● What is being asked: Extend the passage below on North Korea's ban on pet dogs, picking up after its final sentence.

● Exercise passage:
Kim Jong-un has declared that pet dogs are a symbol of capitalist ‘decadence’ and ordered that dogs in Pyongyang be rounded up – and owners are fearful that their beloved pets are being used to solve the nation’s food shortages.
Dictator Kim announced in July that owning a pet is now against the law, denouncing having a dog at home as ‘a tainted trend of bourgeois ideology’.
‘Authorities have identified households with pet dogs and are forcing them to give them up or forcefully confiscating them and putting them down’, a source told South Korea’s Chosun Ilbo newspaper.
‘Some of the dogs are sent to state-run zoos or sold to dog meat restaurants’.
A recent UN report stated that as many as 60 percent of North Korea’s 25.5 million people are facing ‘widespread food shortages’ that have been worsened by international sanctions imposed on the regime for its nuclear missile programmes.
Dog meat has long been considered a delicacy on the Korean Peninsula, although the tradition of eating dogs is gradually fading out in South Korea.
Still, an estimated 1 million dogs are reared on farms to be consumed every year in the South.
Man’s best friend is still a staple on the menu in the North, however, with a number of dedicated dog restaurants in Pyongyang.
Dog meat is most popular in the hot and humid summer months as it is believed to provide energy and stamina.
Often served in a spicy soup or stew with vegetables, it is also known for raising the body temperature in the cold winter months.
The Chosun Ilbo reported that pet owners are ‘cursing Kim Jong-un behind his back’ – but there is little they can do as to refuse to comply with the authorities could be interpreted as an act of defiance of a leader who likes to be referred to as the Supreme Dignity.
The outlawing of pets will also have come as a surprise to many middle-class Pyongyang residents, who began to keep dogs after the regime attempted to spruce up its image in the run up to the 1989 World Festival of Youth and Students.
Embraced as a symbol of economic development and sophistication, wealthy families would be seen walking their pets, which even made appearances on state-run television soap operas.
As recently as October 2018, Kim himself presented a pair of ‘pungsan’ indigenous hunting dogs to Moon Jae-in, the South Korean president, as a symbol of the growing detente between the two nations.

● Data supplied:
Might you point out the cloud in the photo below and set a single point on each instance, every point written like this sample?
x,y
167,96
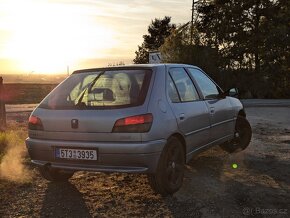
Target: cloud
x,y
127,20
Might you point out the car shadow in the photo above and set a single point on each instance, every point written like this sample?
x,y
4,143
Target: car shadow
x,y
63,200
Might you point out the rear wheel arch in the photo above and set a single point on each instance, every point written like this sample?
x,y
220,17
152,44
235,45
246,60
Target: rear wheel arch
x,y
182,140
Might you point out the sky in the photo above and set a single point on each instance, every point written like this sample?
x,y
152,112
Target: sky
x,y
51,36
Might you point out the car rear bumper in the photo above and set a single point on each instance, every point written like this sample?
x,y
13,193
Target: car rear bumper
x,y
112,157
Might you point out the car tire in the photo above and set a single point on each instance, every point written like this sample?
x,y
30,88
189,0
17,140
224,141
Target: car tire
x,y
243,135
55,175
170,170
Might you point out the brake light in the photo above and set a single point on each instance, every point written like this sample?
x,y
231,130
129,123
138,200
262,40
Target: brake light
x,y
34,123
139,123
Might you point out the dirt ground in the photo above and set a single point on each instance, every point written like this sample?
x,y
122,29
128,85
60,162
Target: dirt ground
x,y
258,187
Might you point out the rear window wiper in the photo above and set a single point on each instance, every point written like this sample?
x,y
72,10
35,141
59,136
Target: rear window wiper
x,y
80,103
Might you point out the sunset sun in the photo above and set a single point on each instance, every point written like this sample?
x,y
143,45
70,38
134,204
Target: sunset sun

● Written response:
The ‘peace puppies’ had a fortunate escape as their move to the South coincided with a demand that ordinary North Koreans pay a tax of dog fur, to be turned into coats, to mark the foundation of the Workers’ Party.
The country is facing widespread food shortages, aggravated by the decision to close the border with China due to coronavirus. Beijing is traditionally Pyongyang’s main supporter and the source of much of the food required to feed Kim’s people.
North Korea was also hit hard by a number of natural disasters last year, which impacted the harvest, while it has been badly affected by flooding again this month, with crops in the key agriculture regions wiped out.
Kim has nevertheless declared that he and his people will brave the situation, with the young leader telling a meeting of his politburo on Thursday that while the nation has suffered serious losses in the flooding, it should not accept any outside assistance because of the possibility of the coronavirus spreading.
Nearly 100,000 acres of arable land have been inundated, with nearly 17,000 homes and more than 600 public buildings destroyed.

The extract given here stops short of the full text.